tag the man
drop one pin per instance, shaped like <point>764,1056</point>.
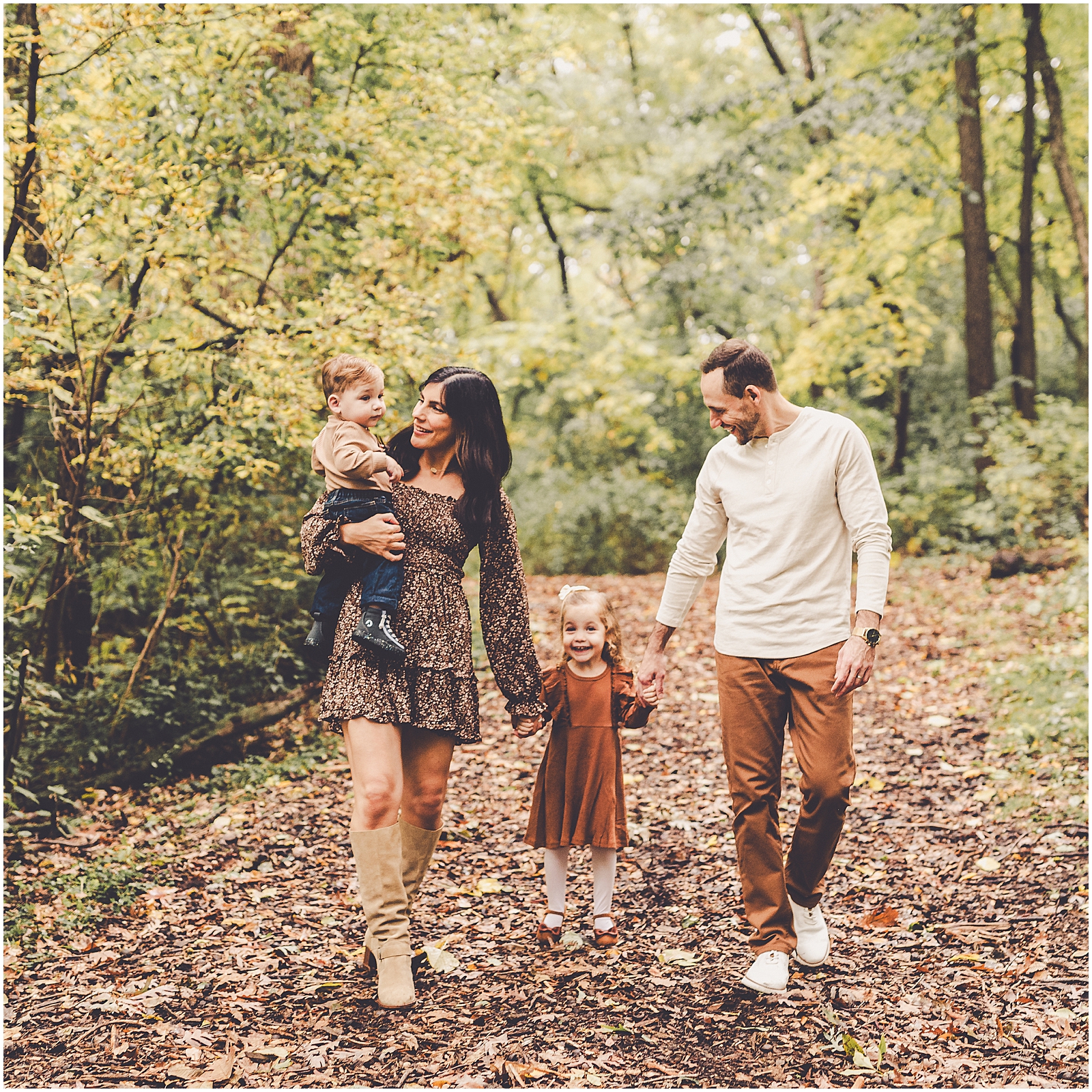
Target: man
<point>795,493</point>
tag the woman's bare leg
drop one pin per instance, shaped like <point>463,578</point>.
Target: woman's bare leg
<point>426,764</point>
<point>375,760</point>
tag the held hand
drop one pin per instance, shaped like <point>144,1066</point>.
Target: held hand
<point>527,726</point>
<point>854,666</point>
<point>650,678</point>
<point>378,534</point>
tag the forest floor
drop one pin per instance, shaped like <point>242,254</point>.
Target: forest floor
<point>207,934</point>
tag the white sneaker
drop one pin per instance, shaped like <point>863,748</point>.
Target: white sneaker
<point>769,973</point>
<point>813,940</point>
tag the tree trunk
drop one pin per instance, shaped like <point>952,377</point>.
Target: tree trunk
<point>770,48</point>
<point>979,318</point>
<point>901,422</point>
<point>802,38</point>
<point>1067,184</point>
<point>1024,342</point>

◇ ◇ ◇

### Stated task:
Copy out all of the lines above word for word, but leave out the pictures.

### Result:
tag the man
drop one pin per instance, shaped like <point>764,1056</point>.
Target: man
<point>795,493</point>
tag the woman's bare leg
drop one pin per instance, shaped like <point>463,578</point>.
Target: woman's bare leg
<point>426,764</point>
<point>375,760</point>
tag the held hand
drop one pin per instance, shaped like <point>144,1066</point>.
Target: held hand
<point>527,726</point>
<point>854,666</point>
<point>650,678</point>
<point>378,534</point>
tag the forest floor
drop one pin per instance, shaped like <point>242,254</point>.
Target: forest floor
<point>207,934</point>
tag the white sneaker
drop one pin per instance, shaped like <point>863,748</point>.
Target: white sneaker
<point>769,973</point>
<point>813,940</point>
tag the tree trunk
drop one pin per instance, shaped like <point>952,377</point>.
Target: tree trunk
<point>770,48</point>
<point>979,318</point>
<point>901,422</point>
<point>802,38</point>
<point>1067,184</point>
<point>1024,342</point>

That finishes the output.